— start —
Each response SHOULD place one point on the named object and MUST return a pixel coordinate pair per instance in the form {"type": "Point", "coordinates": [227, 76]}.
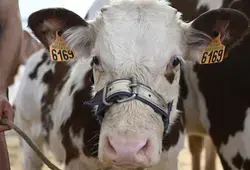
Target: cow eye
{"type": "Point", "coordinates": [95, 61]}
{"type": "Point", "coordinates": [175, 61]}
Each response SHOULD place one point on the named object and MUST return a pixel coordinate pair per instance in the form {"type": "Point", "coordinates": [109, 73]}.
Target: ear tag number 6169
{"type": "Point", "coordinates": [214, 53]}
{"type": "Point", "coordinates": [59, 50]}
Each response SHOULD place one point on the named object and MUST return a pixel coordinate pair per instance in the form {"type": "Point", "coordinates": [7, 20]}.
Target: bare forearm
{"type": "Point", "coordinates": [4, 160]}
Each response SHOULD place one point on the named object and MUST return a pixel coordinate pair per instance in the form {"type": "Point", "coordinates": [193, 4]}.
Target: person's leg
{"type": "Point", "coordinates": [4, 157]}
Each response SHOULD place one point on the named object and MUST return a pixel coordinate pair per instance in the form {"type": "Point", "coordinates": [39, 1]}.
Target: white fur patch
{"type": "Point", "coordinates": [239, 143]}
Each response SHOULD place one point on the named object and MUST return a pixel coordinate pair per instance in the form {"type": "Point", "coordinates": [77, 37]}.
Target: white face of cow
{"type": "Point", "coordinates": [140, 39]}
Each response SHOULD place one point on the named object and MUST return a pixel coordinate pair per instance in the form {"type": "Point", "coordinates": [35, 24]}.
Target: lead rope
{"type": "Point", "coordinates": [30, 143]}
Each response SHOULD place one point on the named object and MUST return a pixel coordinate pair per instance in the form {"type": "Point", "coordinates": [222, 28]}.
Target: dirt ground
{"type": "Point", "coordinates": [16, 155]}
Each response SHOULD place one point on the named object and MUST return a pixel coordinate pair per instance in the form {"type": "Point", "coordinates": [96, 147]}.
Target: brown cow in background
{"type": "Point", "coordinates": [15, 46]}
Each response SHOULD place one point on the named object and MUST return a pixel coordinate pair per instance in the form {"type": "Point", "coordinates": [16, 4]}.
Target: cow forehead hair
{"type": "Point", "coordinates": [139, 31]}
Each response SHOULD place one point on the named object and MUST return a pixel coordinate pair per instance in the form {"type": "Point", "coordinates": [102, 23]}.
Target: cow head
{"type": "Point", "coordinates": [136, 49]}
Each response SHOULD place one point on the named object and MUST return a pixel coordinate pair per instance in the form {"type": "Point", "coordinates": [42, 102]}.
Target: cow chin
{"type": "Point", "coordinates": [131, 136]}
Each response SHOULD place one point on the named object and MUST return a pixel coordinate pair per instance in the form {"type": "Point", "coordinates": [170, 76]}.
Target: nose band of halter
{"type": "Point", "coordinates": [123, 90]}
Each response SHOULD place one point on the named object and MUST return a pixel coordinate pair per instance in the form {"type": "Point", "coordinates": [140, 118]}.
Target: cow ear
{"type": "Point", "coordinates": [46, 22]}
{"type": "Point", "coordinates": [29, 46]}
{"type": "Point", "coordinates": [230, 24]}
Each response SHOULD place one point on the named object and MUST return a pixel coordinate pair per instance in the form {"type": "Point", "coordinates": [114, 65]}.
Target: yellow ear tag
{"type": "Point", "coordinates": [59, 51]}
{"type": "Point", "coordinates": [214, 53]}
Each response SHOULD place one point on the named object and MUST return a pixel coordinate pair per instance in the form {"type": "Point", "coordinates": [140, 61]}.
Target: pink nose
{"type": "Point", "coordinates": [128, 150]}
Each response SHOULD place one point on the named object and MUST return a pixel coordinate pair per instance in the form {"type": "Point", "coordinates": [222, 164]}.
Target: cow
{"type": "Point", "coordinates": [196, 132]}
{"type": "Point", "coordinates": [104, 109]}
{"type": "Point", "coordinates": [194, 126]}
{"type": "Point", "coordinates": [29, 45]}
{"type": "Point", "coordinates": [11, 37]}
— end —
• Task
Repeat the records word for word. Any picture in them should be left out.

• Result of the exercise
Each response SHOULD place one point on the named object and MUST return a pixel coordinate pair per instance in the form {"type": "Point", "coordinates": [227, 76]}.
Target: cow eye
{"type": "Point", "coordinates": [95, 61]}
{"type": "Point", "coordinates": [175, 61]}
Each response SHOULD place one point on the named object and MUST return a pixel coordinate pair per instance in the form {"type": "Point", "coordinates": [109, 73]}.
Target: ear tag number 6169
{"type": "Point", "coordinates": [214, 53]}
{"type": "Point", "coordinates": [59, 50]}
Each response SHOULD place one point on the named object and MUST return a pixel coordinate pair per instance in the form {"type": "Point", "coordinates": [7, 20]}.
Target: bare forearm
{"type": "Point", "coordinates": [4, 160]}
Each response SHOULD place one point on the named object and MUST return a pixel coordinate pair per instance in the form {"type": "Point", "coordinates": [193, 4]}.
Target: person's leg
{"type": "Point", "coordinates": [4, 157]}
Each response SHOULD place one point on the named object and MUST return a pixel coordinate pair per instance in the form {"type": "Point", "coordinates": [39, 1]}.
Target: white fur patch
{"type": "Point", "coordinates": [239, 143]}
Each response SHOULD place one point on the named object and MUST return a pixel coordinate pair per instance in the form {"type": "Point", "coordinates": [77, 37]}.
Target: white face of cow
{"type": "Point", "coordinates": [140, 39]}
Each response SHOULD place one point on the named object and MUST return a pixel coordinate pair per instance in the form {"type": "Point", "coordinates": [35, 24]}.
Target: lead rope
{"type": "Point", "coordinates": [30, 143]}
Each response SHOULD place one point on the named object and MUST return a pixel coordinate pair per instance in the form {"type": "Point", "coordinates": [222, 28]}.
Target: dirt ground
{"type": "Point", "coordinates": [16, 155]}
Each response SHOULD place one point on the named object and MUST return a pixel coordinate pair per instance in the form {"type": "Point", "coordinates": [96, 147]}.
Target: brown cow in background
{"type": "Point", "coordinates": [15, 46]}
Each response SHOULD place one point on the named object and MUST return a pixel coordinate pair per instance in the form {"type": "Point", "coordinates": [16, 4]}.
Target: cow forehead hair
{"type": "Point", "coordinates": [139, 31]}
Each response SHOULD place one point on the named object and MUST return a pixel coordinate pair per instance in the form {"type": "Point", "coordinates": [102, 23]}.
Target: cow head
{"type": "Point", "coordinates": [136, 49]}
Each response SHOULD place one point on the named object and MUST return a pixel coordinate pair per instance in the form {"type": "Point", "coordinates": [42, 102]}.
Target: cow chin
{"type": "Point", "coordinates": [131, 136]}
Each response SHOULD place one point on the named object and MUST return a pixel coordinate pair per instance in the form {"type": "Point", "coordinates": [170, 76]}.
Target: nose band of halter
{"type": "Point", "coordinates": [123, 90]}
Each response SHOULD place one point on the named object and MUST return a pixel coordinate pair per instance in the form {"type": "Point", "coordinates": [140, 118]}.
Target: cow ear
{"type": "Point", "coordinates": [46, 22]}
{"type": "Point", "coordinates": [29, 46]}
{"type": "Point", "coordinates": [230, 24]}
Each response SHOULD place one point on the named object and MUST return a pixel coordinate pair per instance in the form {"type": "Point", "coordinates": [114, 65]}.
Target: yellow ear tag
{"type": "Point", "coordinates": [59, 51]}
{"type": "Point", "coordinates": [214, 53]}
Each response SHOULD place one point on the named object and MUST return a pixel coordinate pair per instance in the form {"type": "Point", "coordinates": [140, 61]}.
Target: pink nose
{"type": "Point", "coordinates": [128, 150]}
Each response SHOULD place one point on the named object and MUST return a pixel coordinate pair per instance in the form {"type": "Point", "coordinates": [222, 164]}.
Target: cow
{"type": "Point", "coordinates": [196, 132]}
{"type": "Point", "coordinates": [104, 109]}
{"type": "Point", "coordinates": [194, 126]}
{"type": "Point", "coordinates": [29, 45]}
{"type": "Point", "coordinates": [11, 37]}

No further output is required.